The required output is the whole listing below, unchanged.

Source information: Begin

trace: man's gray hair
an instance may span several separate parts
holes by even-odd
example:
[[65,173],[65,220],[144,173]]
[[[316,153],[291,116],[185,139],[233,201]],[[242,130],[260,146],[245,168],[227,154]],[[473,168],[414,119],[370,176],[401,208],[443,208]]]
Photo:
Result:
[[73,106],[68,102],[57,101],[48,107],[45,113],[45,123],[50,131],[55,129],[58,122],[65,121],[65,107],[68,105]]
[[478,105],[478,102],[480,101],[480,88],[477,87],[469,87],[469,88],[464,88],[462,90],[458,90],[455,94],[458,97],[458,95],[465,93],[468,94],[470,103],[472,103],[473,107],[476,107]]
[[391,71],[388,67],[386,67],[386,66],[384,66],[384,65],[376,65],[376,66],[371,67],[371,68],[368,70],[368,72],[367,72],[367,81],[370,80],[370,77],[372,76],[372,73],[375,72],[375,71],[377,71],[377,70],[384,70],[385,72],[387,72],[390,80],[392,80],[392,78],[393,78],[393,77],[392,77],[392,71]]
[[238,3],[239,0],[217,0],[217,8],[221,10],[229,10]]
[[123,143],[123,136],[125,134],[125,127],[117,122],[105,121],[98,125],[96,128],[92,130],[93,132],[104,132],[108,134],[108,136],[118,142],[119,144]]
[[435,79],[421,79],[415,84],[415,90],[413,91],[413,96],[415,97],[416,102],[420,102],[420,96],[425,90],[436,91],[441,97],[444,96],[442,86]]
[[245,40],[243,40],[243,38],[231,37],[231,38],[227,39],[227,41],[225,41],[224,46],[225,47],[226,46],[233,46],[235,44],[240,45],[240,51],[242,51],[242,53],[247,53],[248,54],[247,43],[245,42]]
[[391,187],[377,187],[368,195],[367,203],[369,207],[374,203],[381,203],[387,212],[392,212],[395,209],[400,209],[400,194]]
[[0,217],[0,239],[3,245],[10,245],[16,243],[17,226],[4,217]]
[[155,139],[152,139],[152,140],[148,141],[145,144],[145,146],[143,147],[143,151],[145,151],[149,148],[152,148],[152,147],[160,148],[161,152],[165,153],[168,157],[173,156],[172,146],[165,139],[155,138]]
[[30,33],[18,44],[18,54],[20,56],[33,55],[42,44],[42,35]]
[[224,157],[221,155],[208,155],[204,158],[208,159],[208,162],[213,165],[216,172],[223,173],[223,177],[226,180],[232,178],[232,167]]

Source information: End

(Finished task):
trace: man's gray hair
an instance may span several separate parts
holes by even-odd
example:
[[65,173],[65,220],[144,173]]
[[[316,153],[291,116],[185,139],[233,201]],[[242,130],[260,146],[245,168],[227,154]],[[473,168],[414,119],[370,176],[401,208],[443,208]]]
Photo:
Result:
[[73,106],[68,102],[57,101],[48,107],[45,113],[45,123],[50,131],[55,129],[58,122],[65,121],[65,107],[68,105]]
[[478,105],[478,102],[480,101],[480,88],[477,87],[469,87],[469,88],[464,88],[462,90],[458,90],[455,94],[458,97],[458,95],[465,93],[468,94],[470,103],[472,103],[473,107],[476,107]]
[[391,71],[388,67],[386,67],[386,66],[384,66],[384,65],[376,65],[376,66],[371,67],[371,68],[368,70],[368,72],[367,72],[367,81],[370,80],[370,77],[372,76],[372,73],[375,72],[375,71],[377,71],[377,70],[384,70],[385,72],[387,72],[390,80],[392,80],[392,78],[393,78],[393,77],[392,77],[392,71]]
[[238,3],[239,0],[217,0],[217,8],[221,10],[229,10]]
[[123,143],[123,136],[125,134],[125,127],[117,122],[105,121],[98,125],[96,128],[92,130],[93,132],[104,132],[108,134],[108,136],[118,142],[119,144]]
[[435,79],[421,79],[415,84],[415,90],[413,91],[413,96],[415,97],[416,102],[420,102],[420,96],[425,90],[436,91],[441,97],[444,96],[442,86]]
[[245,40],[243,40],[243,38],[231,37],[231,38],[227,39],[227,41],[225,41],[224,46],[225,47],[226,46],[233,46],[235,44],[240,45],[240,51],[242,51],[242,53],[247,53],[248,54],[247,43],[245,42]]
[[391,187],[377,187],[368,195],[367,203],[369,207],[374,203],[381,203],[387,212],[392,212],[395,209],[400,209],[400,194]]
[[0,217],[0,239],[3,245],[10,245],[16,243],[17,226],[4,217]]
[[155,139],[152,139],[152,140],[148,141],[145,144],[145,146],[143,147],[143,151],[145,151],[149,148],[152,148],[152,147],[160,148],[161,152],[165,153],[168,157],[173,156],[172,146],[165,139],[155,138]]
[[30,33],[18,44],[18,54],[20,56],[33,55],[42,44],[42,35]]
[[224,157],[221,155],[208,155],[204,158],[208,159],[208,162],[213,165],[216,172],[223,173],[223,177],[226,180],[232,178],[232,167]]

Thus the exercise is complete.